══ Given records

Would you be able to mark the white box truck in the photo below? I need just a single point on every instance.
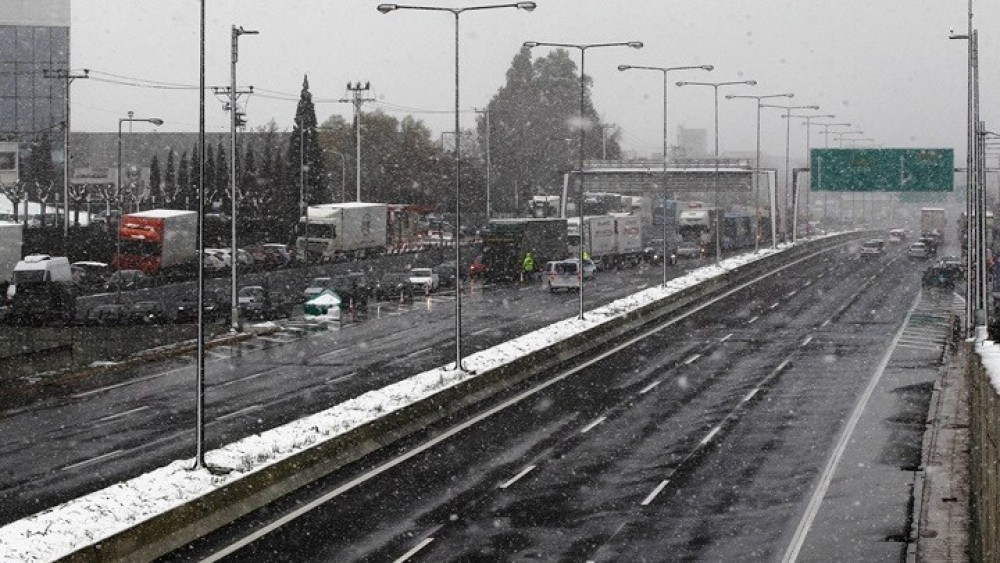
(335, 231)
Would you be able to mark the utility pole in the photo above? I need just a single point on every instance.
(357, 98)
(67, 76)
(489, 167)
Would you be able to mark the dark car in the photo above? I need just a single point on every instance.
(394, 287)
(146, 312)
(446, 273)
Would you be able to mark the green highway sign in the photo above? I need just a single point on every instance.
(882, 170)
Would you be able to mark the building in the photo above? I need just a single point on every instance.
(34, 39)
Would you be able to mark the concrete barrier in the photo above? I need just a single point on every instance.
(173, 529)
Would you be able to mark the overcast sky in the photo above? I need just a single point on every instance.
(886, 66)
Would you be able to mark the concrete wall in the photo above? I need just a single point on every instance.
(984, 459)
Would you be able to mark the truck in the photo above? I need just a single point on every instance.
(342, 231)
(10, 252)
(933, 223)
(157, 242)
(506, 241)
(43, 291)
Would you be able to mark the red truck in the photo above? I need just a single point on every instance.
(157, 241)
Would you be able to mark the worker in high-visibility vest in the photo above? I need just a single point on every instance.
(527, 266)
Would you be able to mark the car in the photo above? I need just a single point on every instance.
(424, 279)
(256, 302)
(873, 247)
(689, 249)
(316, 286)
(146, 312)
(589, 268)
(106, 314)
(127, 280)
(446, 273)
(918, 251)
(561, 274)
(394, 286)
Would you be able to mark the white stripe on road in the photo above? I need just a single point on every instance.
(93, 460)
(792, 553)
(590, 426)
(414, 551)
(649, 498)
(122, 414)
(515, 478)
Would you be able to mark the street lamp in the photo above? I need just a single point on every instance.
(664, 71)
(118, 178)
(772, 198)
(385, 9)
(808, 124)
(234, 311)
(720, 211)
(582, 47)
(788, 136)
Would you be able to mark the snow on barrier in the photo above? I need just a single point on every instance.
(152, 514)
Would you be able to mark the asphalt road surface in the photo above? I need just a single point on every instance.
(700, 441)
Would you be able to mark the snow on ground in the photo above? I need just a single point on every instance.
(58, 531)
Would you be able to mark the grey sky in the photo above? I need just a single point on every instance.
(885, 65)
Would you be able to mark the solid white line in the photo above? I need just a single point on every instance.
(649, 387)
(812, 509)
(308, 507)
(515, 478)
(123, 414)
(711, 435)
(649, 498)
(92, 460)
(244, 410)
(414, 551)
(590, 426)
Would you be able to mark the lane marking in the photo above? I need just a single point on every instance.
(417, 450)
(812, 509)
(414, 550)
(649, 387)
(515, 478)
(244, 410)
(649, 498)
(590, 426)
(122, 414)
(711, 435)
(93, 460)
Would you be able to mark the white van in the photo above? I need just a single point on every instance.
(561, 274)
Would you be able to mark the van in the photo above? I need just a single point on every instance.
(562, 274)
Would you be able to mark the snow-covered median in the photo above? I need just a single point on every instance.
(59, 531)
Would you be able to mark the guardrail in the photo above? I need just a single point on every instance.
(174, 528)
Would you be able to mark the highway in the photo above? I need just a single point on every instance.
(108, 428)
(702, 439)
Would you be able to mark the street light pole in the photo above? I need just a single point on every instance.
(720, 211)
(663, 189)
(456, 12)
(234, 311)
(756, 194)
(582, 47)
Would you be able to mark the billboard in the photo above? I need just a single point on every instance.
(882, 170)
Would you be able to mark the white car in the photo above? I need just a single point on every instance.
(424, 278)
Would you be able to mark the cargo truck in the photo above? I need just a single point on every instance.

════

Work to be completed> The lines to reproduce run from the one that contains "Would you be able to mark the white van" through the last line above; copy them exactly.

Output for this exercise>
Would you be able to mark the white van in the photo above? I need just a single point on every instance.
(561, 274)
Would you be able to mark the van in the photo above? I need just a single point on every instance.
(562, 274)
Would you be able to mark the snow-covered median in the photo above? I need just a single point on every instance.
(59, 531)
Would you be able to mark the guardrail in the photo above? I need just a single point on every instance.
(174, 528)
Would you be able to mark the highway in the photo above? I need just a single point on every instance.
(108, 428)
(702, 439)
Would you be able to mark the street light pole in the photo above? I need just a single point on every instance.
(720, 211)
(663, 189)
(456, 12)
(234, 311)
(756, 194)
(582, 47)
Would you be able to mark the billboard in the photo above? I need just a single point on every instance.
(882, 170)
Would you be able to mark the white car in the photo above? I need just a single point on every instance.
(424, 278)
Would you be able to mark the cargo truck in the photo above? I need just a single point on every instance.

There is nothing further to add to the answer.